Православие апеллирует к старым истинно христианским нормам и не указывает для себя особых "символических книг", потому что не имеет ничего символически нового в догматическом отношении по сравнению с эпохою до заключения семи вселенских соборов. Этим показывается, что православие сохраняет и продолжает изначальное апостольское христианство по непосредственному и непрерывному преемству. В историческом течении христианства по вселенной это есть центральный поток, идущий от самого "источника воды живой" и не уклоняющийся на всем своем протяжении до скончания мира. Здесь корень и объяснение всех других принципиальных свойств православия. Если в нем исповедуется достоинство подлинного христианства по соответствию своему оригиналу, то данное качество производится и обеспечивается тем, что всегда удерживается теснейшая неразрывность от последнего -- с освобождением ему собственного действия, которое и образует православие в его историческом бытии. Исконное христианство в православии почерпается, доставляется и гарантируется путем преемственного восприятия, когда новое приобретает авторитет христианской изначальности, а она в самой своей старине обнаруживает непрестанную обновляющую живительность. Материальное совершенство сочетается с формальным принципом традиционной преемственности, которая способствует тому, что историческое движение православия на всех стадиях соприкасается со своим основоположительным началом.

* ЗАДАНИЕ A:
Выведите текст о православии целиком, слово в слово.

* ФРАГМЕНТ ДАННЫХ:
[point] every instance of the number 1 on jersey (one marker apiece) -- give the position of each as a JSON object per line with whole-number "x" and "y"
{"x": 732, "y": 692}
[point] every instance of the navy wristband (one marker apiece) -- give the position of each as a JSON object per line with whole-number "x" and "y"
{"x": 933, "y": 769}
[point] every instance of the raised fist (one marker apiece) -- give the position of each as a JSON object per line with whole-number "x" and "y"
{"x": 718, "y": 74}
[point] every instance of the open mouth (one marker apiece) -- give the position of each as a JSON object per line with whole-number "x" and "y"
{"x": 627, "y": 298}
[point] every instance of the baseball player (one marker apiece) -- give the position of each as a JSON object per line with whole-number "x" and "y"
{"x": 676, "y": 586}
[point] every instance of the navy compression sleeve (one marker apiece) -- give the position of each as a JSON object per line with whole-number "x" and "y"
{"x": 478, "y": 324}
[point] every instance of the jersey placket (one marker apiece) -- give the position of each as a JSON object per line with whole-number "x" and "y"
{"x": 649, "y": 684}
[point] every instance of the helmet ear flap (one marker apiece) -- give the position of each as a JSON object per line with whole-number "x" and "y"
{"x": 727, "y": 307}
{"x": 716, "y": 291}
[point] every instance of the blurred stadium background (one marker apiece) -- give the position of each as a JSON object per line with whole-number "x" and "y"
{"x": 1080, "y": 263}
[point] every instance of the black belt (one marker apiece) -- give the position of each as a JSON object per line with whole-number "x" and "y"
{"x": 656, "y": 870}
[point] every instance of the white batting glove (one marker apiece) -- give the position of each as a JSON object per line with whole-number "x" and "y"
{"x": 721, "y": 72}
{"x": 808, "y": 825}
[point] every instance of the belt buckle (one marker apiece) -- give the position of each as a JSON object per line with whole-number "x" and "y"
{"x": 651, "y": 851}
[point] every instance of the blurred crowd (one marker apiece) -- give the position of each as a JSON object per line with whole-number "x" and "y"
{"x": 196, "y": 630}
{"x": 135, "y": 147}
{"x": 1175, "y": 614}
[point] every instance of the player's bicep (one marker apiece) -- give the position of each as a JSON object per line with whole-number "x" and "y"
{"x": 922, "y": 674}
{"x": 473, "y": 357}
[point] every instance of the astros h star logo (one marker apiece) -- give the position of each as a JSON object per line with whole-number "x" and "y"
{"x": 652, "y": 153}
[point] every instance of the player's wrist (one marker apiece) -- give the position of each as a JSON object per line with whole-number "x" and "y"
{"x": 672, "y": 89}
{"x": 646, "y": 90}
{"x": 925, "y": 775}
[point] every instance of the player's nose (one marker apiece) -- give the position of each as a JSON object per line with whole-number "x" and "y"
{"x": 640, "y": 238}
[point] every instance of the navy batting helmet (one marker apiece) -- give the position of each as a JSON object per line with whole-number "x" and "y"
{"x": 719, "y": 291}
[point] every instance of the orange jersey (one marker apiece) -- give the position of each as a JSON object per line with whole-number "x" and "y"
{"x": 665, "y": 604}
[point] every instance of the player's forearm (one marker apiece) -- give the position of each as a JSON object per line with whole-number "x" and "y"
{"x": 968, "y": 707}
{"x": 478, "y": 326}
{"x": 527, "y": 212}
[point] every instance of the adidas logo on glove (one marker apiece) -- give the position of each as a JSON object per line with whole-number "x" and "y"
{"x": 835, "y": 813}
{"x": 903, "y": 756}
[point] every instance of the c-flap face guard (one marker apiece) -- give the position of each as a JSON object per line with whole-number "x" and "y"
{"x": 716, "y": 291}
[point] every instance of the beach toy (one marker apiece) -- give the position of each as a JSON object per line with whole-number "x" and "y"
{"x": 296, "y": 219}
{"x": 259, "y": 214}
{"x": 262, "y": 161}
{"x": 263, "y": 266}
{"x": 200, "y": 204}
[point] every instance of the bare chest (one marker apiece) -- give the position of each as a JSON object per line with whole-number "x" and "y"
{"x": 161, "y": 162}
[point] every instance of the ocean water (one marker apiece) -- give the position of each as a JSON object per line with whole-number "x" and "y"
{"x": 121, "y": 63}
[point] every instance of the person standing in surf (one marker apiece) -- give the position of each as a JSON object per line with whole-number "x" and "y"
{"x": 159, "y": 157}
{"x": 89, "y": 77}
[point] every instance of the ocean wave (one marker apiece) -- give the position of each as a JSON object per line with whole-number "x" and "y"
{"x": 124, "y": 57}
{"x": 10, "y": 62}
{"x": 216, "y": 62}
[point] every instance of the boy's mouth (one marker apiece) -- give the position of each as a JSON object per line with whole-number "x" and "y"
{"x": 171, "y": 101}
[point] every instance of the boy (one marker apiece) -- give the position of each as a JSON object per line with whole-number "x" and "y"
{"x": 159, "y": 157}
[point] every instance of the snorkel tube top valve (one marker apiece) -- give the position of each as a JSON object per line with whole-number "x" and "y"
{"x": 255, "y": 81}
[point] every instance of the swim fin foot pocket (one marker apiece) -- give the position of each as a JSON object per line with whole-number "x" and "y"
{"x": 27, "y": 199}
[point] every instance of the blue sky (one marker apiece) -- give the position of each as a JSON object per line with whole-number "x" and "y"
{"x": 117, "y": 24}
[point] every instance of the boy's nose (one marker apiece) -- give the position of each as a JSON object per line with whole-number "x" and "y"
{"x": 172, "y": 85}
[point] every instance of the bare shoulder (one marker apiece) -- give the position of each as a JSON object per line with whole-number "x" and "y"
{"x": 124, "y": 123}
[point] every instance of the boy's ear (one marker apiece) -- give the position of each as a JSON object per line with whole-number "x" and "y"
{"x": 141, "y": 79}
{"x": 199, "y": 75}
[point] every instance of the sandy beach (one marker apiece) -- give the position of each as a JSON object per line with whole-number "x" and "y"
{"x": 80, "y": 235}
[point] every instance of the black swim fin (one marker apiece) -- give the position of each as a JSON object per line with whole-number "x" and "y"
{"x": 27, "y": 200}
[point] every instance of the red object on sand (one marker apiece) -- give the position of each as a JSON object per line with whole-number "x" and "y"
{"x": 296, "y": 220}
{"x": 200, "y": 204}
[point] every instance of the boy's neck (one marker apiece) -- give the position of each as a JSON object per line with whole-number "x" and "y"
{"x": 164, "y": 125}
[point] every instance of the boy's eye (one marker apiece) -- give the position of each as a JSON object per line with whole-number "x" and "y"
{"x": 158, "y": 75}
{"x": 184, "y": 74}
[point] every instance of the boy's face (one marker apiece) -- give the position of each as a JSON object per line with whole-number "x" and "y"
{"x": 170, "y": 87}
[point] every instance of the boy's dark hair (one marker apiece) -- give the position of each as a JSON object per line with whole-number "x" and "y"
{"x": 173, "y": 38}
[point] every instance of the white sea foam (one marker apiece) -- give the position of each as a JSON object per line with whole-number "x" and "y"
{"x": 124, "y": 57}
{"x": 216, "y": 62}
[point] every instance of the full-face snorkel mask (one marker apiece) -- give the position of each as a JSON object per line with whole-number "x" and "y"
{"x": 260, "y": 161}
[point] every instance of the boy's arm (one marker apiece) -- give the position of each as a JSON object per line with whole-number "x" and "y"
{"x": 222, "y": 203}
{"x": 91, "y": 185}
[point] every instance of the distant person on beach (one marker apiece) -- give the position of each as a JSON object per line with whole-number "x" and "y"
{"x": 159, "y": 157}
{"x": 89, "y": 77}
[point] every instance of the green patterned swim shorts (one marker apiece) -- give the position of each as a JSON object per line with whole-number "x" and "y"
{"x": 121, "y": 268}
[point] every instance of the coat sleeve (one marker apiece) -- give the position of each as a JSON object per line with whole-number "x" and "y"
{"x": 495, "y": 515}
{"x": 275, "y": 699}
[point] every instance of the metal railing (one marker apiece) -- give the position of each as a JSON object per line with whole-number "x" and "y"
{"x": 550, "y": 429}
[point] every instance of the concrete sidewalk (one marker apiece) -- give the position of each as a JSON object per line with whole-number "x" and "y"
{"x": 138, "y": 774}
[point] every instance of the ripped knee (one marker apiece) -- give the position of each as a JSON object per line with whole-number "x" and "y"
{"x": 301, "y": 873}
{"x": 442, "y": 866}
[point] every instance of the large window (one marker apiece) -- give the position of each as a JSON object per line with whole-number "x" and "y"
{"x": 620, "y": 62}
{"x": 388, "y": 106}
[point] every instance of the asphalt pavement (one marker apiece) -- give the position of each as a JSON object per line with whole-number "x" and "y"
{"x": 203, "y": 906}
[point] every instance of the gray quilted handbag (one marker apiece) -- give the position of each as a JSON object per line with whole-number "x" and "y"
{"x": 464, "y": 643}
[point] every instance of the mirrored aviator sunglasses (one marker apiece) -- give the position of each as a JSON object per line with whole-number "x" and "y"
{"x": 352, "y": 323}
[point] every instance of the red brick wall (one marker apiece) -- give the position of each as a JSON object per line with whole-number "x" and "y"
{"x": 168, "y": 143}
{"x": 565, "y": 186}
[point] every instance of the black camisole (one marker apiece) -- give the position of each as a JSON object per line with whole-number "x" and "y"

* ЗАДАНИЕ B:
Посчитайте строки записей, в которых встречается слово «belt». В ответе приведите только число.

* ОТВЕТ A:
Православие апеллирует к старым истинно христианским нормам и не указывает для себя особых "символических книг", потому что не имеет ничего символически нового в догматическом отношении по сравнению с эпохою до заключения семи вселенских соборов. Этим показывается, что православие сохраняет и продолжает изначальное апостольское христианство по непосредственному и непрерывному преемству. В историческом течении христианства по вселенной это есть центральный поток, идущий от самого "источника воды живой" и не уклоняющийся на всем своем протяжении до скончания мира. Здесь корень и объяснение всех других принципиальных свойств православия. Если в нем исповедуется достоинство подлинного христианства по соответствию своему оригиналу, то данное качество производится и обеспечивается тем, что всегда удерживается теснейшая неразрывность от последнего -- с освобождением ему собственного действия, которое и образует православие в его историческом бытии. Исконное христианство в православии почерпается, доставляется и гарантируется путем преемственного восприятия, когда новое приобретает авторитет христианской изначальности, а она в самой своей старине обнаруживает непрестанную обновляющую живительность. Материальное совершенство сочетается с формальным принципом традиционной преемственности, которая способствует тому, что историческое движение православия на всех стадиях соприкасается со своим основоположительным началом.

* ОТВЕТ B:
2